I decided to face my fear of disappointing others, and made a decision to support myself and my needs.
I spoke to my manager despite feeling truly horrible about my decision of disappointing her and the department, gave her an official notice, and then left her office.
After leaving, I felt so free!
And for some reason the sun shined a little brighter, the birds chirped a little bit sweeter, and on the drive home, I felt so much better!
Okay… that may be pushing it a bit… But honestly, despite the guaranteed pay check and increasing opportunity to earn more money because of the slim staffing, I felt free.
And even now when I think about it…
It was the best decision for me.
And in making that decision, I’ve learned some valuable lessons from the experience of quitting something that no longer served my purpose.
5 LESSONS I’VE LEARNED FROM QUITTING MY NURSING JOB
And note: these lessons can apply to any major change in your life.
1 – There’s never a right time.
Sometimes we get caught up in the thinking that the timing is not quite right to make a change. We’ll often say… “Oh, I’ll do it when I have more time, more money, more education, or more [fill in the blank].”
Truth is, the timing will never be perfect, and if you choose to wait, you’ll miss out on many opportunities that will present themselves as time moves on. I made the decision to make the leap at an inopportune time.
And I didn’t have a cushion of finances, time, or the best knowledge to move forward, but in my gut, it felt like the right decision.
And since that time, I’ve had many opportunities come my way simply because I was available to receive them. So, the right time is now, maybe even yesterday, especially if you’ve had that gnawing feeling for so long.
2 – It’s okay to take care of yourself.
Sometimes this is hard, especially for nurses. We spend so much of our time taking care of others, often neglecting our own needs. Then, it spills over into our home-life as well. But, you must find the time to take care of yourself and listen to your mind, body and soul.
Listen to your intuition.
If what you’re doing doesn’t feel right, it probably isn’t.
And that’s not always an easy decision to come to and one that you shouldn’t take lightly either. It’s taken me a while to do this for things I truly don’t want to do because I often placed others before me, with a need to please them no matter the expense to myself, my time and my health.
========================================
## Exercise
Can you continue the piece about lessons from quitting a nursing job, picking up right after its last sentence?

## Given material
========================================
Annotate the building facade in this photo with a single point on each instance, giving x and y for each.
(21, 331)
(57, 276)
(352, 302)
========================================
## Answer
So don’t apologize for saying “no” when it’s in your best interests. You’ll often discover that this is the best way to take care of yourself.
3 – When one door closes, another opens.
It’s okay to go after your dreams. And it’s okay to simply quit things that are no longer making you happy.
When I left my job that October, I immediately found time for engaging in things that I enjoyed. Best of all, I had the opportunity to do more with my business at that time than I had ever thought possible.
And after I made the leap, I began blogging more, contributing pieces as a health writer, hosted a live event, was a speaker for a popular nursing event during nurses’ week, completed tours in Greece and Turkey with private clients, was interviewed on a podcast, and much more…
All because I decided to close a door on one chapter of my life. Had I not, I would probably still be waiting for the best time to follow my heart… in which that time would probably never come.
4 – Money is a means, but can also be a hindrance.
For years since college, I remember thinking how I couldn’t wait until I could finally get a real job, make a little bit of money, and save up to go on a real vacation… some international trip where I saw tourist attractions all day and sipped on umbrella-adorned drinks all night.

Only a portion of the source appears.